### Work to be completed
If a line of the records holds the word "query", copy it out.

━━━━━━━━━━━━━━━━━━━━

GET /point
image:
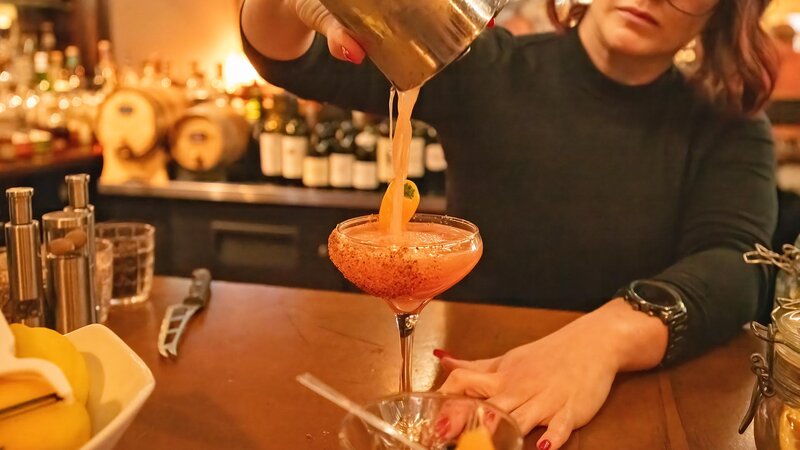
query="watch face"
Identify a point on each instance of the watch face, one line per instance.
(655, 294)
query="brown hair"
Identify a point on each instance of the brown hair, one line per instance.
(737, 65)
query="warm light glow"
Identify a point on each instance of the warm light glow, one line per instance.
(239, 72)
(8, 14)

━━━━━━━━━━━━━━━━━━━━

### Result of this task
query="watch face"
query="brown hair"
query="warm light glow"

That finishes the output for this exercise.